>> Start

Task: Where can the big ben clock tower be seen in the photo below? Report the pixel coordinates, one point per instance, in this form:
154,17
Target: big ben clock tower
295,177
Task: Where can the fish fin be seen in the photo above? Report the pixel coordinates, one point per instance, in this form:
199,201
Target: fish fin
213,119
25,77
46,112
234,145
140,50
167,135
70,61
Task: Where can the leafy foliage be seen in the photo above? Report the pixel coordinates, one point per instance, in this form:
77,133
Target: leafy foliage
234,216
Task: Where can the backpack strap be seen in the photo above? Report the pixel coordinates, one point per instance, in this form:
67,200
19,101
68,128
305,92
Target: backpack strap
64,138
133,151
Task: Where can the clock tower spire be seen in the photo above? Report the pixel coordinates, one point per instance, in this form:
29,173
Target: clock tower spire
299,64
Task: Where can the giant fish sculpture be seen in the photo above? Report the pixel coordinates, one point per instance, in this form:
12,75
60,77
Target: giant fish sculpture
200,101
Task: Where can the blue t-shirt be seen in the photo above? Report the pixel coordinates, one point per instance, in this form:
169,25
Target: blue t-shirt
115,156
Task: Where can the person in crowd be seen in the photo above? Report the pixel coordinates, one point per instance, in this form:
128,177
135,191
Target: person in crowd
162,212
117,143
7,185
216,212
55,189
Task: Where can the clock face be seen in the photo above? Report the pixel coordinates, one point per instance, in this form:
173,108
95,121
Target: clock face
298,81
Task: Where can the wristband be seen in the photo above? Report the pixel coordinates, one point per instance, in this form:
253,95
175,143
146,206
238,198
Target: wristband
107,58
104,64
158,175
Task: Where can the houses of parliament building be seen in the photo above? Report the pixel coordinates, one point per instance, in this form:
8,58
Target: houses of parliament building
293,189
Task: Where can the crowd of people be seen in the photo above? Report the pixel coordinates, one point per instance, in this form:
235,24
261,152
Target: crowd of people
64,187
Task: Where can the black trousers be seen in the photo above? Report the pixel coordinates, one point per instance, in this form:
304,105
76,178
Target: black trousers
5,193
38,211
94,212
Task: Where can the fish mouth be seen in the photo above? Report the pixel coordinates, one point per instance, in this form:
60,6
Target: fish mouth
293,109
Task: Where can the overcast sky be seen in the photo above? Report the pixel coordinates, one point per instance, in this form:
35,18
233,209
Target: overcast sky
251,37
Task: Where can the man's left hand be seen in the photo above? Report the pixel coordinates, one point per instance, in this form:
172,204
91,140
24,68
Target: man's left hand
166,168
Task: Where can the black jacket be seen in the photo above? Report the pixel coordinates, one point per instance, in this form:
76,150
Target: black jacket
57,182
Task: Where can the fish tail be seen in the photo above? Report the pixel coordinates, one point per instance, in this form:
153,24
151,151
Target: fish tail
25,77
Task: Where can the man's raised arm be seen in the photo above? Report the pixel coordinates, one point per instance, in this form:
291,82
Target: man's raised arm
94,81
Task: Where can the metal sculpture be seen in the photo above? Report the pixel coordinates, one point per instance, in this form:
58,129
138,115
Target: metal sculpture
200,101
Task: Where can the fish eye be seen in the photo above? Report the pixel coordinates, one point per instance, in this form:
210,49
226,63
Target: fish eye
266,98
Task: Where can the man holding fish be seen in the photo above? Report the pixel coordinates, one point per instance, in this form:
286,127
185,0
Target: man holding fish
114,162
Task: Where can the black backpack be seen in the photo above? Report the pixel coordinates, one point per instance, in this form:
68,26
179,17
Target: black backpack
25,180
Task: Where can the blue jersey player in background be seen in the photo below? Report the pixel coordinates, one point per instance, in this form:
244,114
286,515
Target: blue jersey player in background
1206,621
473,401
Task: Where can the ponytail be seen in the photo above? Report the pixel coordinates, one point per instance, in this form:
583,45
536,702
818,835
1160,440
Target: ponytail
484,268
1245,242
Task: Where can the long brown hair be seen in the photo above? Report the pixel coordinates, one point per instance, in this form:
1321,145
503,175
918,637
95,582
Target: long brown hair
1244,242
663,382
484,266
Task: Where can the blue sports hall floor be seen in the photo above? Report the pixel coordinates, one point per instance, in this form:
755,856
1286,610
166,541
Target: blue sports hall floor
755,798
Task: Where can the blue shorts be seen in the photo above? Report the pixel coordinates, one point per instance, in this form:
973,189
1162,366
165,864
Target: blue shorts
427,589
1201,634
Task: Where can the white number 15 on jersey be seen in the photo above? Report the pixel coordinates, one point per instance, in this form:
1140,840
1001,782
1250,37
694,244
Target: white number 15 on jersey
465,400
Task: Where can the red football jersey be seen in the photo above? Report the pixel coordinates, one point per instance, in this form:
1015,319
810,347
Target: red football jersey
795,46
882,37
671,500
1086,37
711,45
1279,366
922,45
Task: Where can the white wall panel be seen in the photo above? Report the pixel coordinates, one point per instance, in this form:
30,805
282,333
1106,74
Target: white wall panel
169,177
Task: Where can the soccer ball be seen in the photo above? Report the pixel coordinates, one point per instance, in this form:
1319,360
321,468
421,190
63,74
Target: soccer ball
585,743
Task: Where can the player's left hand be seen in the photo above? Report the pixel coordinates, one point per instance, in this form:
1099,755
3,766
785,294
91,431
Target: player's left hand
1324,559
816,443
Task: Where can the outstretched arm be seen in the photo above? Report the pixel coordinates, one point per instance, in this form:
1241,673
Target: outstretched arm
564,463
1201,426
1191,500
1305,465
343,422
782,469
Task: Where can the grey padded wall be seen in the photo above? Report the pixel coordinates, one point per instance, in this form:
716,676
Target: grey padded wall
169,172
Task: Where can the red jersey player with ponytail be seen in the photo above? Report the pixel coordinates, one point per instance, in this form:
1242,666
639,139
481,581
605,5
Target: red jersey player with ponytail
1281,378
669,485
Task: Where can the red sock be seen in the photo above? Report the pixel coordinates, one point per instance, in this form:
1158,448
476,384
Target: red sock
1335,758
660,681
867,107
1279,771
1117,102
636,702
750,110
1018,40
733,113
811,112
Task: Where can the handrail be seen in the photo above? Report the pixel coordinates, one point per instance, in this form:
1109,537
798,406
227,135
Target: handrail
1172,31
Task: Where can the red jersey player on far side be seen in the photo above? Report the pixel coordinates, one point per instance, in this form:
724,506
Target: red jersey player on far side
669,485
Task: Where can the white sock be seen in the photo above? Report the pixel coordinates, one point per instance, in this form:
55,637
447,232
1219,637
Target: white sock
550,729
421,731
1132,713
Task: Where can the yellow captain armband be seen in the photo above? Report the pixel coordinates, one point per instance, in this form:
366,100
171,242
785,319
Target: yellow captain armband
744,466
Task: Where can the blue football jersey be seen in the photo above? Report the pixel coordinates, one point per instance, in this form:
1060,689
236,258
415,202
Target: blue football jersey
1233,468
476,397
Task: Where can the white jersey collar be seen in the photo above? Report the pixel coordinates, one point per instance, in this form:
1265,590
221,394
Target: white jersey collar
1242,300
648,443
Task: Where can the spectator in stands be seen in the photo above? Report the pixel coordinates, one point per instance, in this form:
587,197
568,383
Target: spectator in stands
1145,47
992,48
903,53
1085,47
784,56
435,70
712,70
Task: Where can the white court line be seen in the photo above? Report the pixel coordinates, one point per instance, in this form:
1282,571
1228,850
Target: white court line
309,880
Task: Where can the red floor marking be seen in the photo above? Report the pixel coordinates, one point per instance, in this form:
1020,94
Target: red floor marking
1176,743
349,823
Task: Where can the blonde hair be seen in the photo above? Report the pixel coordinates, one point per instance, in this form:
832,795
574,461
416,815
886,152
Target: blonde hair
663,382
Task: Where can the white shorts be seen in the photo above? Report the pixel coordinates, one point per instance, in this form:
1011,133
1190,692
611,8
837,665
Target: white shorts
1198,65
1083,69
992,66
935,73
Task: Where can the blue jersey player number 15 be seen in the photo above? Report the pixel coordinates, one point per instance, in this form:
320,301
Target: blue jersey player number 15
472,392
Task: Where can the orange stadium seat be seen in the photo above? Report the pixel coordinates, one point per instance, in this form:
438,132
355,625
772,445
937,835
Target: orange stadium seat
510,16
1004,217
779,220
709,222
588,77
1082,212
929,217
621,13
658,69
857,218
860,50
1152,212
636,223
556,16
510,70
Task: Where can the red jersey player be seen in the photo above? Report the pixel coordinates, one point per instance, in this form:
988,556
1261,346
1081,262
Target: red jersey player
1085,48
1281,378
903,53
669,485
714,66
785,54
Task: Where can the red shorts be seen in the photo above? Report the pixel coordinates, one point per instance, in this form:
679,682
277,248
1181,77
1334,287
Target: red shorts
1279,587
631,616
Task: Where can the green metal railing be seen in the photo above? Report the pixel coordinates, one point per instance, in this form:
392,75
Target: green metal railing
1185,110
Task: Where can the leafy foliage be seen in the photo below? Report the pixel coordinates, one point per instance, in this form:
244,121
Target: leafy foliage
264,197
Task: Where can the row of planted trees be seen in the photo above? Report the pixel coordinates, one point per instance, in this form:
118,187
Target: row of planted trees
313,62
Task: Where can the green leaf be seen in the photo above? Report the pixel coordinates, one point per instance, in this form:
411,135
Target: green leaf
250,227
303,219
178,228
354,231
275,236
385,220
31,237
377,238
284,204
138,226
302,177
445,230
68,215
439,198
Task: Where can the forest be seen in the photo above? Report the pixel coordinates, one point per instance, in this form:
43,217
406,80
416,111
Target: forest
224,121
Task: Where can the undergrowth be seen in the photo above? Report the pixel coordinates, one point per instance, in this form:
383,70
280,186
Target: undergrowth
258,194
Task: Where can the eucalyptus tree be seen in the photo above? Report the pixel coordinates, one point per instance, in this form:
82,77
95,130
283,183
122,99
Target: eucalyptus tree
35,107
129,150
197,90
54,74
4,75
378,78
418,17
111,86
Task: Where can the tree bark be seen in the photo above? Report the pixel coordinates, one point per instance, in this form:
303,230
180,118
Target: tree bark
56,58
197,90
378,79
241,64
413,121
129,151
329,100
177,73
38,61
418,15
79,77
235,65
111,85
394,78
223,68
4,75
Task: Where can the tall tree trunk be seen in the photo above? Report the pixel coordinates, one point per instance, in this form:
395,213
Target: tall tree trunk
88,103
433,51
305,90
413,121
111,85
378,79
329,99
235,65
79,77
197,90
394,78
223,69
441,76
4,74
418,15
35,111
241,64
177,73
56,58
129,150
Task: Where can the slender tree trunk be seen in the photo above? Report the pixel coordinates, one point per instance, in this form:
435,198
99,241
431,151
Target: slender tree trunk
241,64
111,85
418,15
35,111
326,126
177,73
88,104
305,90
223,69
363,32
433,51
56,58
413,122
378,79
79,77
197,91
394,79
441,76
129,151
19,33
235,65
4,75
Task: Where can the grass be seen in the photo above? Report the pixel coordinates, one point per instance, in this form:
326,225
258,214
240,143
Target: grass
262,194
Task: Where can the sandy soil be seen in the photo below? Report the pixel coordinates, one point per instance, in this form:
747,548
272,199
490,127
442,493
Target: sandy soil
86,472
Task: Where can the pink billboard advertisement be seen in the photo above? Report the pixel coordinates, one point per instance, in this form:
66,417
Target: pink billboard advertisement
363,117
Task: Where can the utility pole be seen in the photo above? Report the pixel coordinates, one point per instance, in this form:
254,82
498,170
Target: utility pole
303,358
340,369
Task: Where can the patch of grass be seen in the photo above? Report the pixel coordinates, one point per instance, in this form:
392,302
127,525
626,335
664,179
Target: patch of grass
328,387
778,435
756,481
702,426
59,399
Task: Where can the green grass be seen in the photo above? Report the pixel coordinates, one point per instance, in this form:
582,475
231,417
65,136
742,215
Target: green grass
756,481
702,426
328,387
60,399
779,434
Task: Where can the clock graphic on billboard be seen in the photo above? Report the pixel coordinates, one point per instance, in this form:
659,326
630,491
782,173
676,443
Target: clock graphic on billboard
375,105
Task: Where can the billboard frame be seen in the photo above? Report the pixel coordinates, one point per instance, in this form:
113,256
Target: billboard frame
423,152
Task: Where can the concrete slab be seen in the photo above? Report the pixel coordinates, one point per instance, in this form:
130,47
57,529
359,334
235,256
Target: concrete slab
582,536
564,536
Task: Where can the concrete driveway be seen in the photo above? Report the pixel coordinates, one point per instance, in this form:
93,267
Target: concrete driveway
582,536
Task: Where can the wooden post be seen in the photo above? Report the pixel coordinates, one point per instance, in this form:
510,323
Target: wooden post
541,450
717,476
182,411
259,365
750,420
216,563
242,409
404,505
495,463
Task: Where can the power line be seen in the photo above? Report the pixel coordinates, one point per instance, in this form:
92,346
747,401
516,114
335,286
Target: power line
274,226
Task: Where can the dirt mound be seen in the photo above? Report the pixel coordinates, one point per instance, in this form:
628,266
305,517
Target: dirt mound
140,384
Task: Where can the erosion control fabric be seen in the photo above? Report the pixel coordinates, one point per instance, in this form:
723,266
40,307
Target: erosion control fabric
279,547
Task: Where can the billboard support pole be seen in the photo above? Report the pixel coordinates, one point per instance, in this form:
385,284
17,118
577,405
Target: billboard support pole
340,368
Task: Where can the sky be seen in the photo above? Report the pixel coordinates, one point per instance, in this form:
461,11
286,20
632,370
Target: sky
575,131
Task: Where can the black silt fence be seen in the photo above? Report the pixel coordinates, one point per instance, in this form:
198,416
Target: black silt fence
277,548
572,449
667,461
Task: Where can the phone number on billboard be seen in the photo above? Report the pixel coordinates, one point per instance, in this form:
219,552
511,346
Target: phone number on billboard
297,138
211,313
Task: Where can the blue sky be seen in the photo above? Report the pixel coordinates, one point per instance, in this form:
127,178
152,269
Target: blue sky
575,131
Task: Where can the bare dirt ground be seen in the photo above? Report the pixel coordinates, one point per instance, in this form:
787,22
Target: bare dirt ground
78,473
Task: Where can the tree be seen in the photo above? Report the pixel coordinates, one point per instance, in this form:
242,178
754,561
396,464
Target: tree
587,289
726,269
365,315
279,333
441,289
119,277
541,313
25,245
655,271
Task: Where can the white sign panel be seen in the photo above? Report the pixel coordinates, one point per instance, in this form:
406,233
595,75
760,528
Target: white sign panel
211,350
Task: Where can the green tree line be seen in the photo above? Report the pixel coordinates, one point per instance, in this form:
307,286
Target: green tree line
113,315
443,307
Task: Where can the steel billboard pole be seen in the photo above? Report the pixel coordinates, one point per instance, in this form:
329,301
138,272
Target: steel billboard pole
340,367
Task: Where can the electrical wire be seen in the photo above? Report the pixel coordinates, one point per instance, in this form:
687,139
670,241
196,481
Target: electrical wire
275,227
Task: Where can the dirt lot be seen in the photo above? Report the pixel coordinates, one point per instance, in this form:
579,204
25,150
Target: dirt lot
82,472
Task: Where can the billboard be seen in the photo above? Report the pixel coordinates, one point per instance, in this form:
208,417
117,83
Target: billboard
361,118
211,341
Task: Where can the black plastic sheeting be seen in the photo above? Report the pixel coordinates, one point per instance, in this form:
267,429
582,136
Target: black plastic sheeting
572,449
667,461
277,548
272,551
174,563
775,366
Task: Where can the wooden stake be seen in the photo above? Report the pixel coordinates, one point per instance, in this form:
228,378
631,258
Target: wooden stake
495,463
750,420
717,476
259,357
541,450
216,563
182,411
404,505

>> End

Restate the final lines of the listing above word for word, beginning at the line that contains "Task: Where can the phone".

Task: Where can the phone number on billboard be seen in the photo above? Report the pixel coordinates, one point per instance, in this form:
219,552
511,346
Target: phone number on billboard
297,138
211,313
Task: Where can the blue sky be seen in the photo above? Report the pixel coordinates, one point per instance, in this form:
127,178
152,269
Target: blue sky
575,131
Task: Where can the bare dirt ground be seen in the photo above? Report the pixel coordinates, one point per instance, in this form:
787,22
Target: bare dirt ground
78,473
Task: Where can the tree be seen in the photo above? Report the pixel coordinates, one point per instance, in this form:
242,178
754,561
396,464
Target: tree
587,289
726,269
365,315
279,333
441,289
119,277
541,313
25,245
655,271
Task: Where can the white sign panel be seen in the photo above? Report the pixel coordinates, one point per instance, in this form:
406,233
595,75
760,528
Target: white sign panel
211,350
Task: Where can the green tree line be seen in the photo above? Report the pixel coordinates, one point per instance, in this form:
307,286
Target: green tree line
113,315
443,307
Task: Where can the steel billboard pole be seen in the photo above? Report the pixel coordinates, one point per instance, in this form:
329,301
138,272
Target: steel billboard pole
340,367
Task: Where can the electrical wire be seen in the photo above? Report the pixel coordinates, one point per instance, in this form:
687,139
670,241
196,481
Target: electrical wire
275,227
Task: Where can the dirt lot be seen in the photo above? Report the pixel coordinates, one point per instance, in this form:
579,204
25,150
Target: dirt lot
82,472
Task: Where can the billboard be seen in the photo above? Report the pixel coordinates, one point per instance, in this form:
208,417
117,83
Target: billboard
361,118
211,341
Task: Where can the black plastic sheeting be seen in the photo above? Report the pixel coordinates, one point per instance, in this form:
267,429
582,136
Target: black plastic sheeting
572,449
667,461
277,548
272,551
174,563
775,366
Task: Where can the wooden stake be seen in the photo above? Report the pixel coordinates, one point per instance, in this form:
228,378
631,258
Target: wooden stake
495,463
750,420
717,476
259,357
541,450
216,563
182,411
404,505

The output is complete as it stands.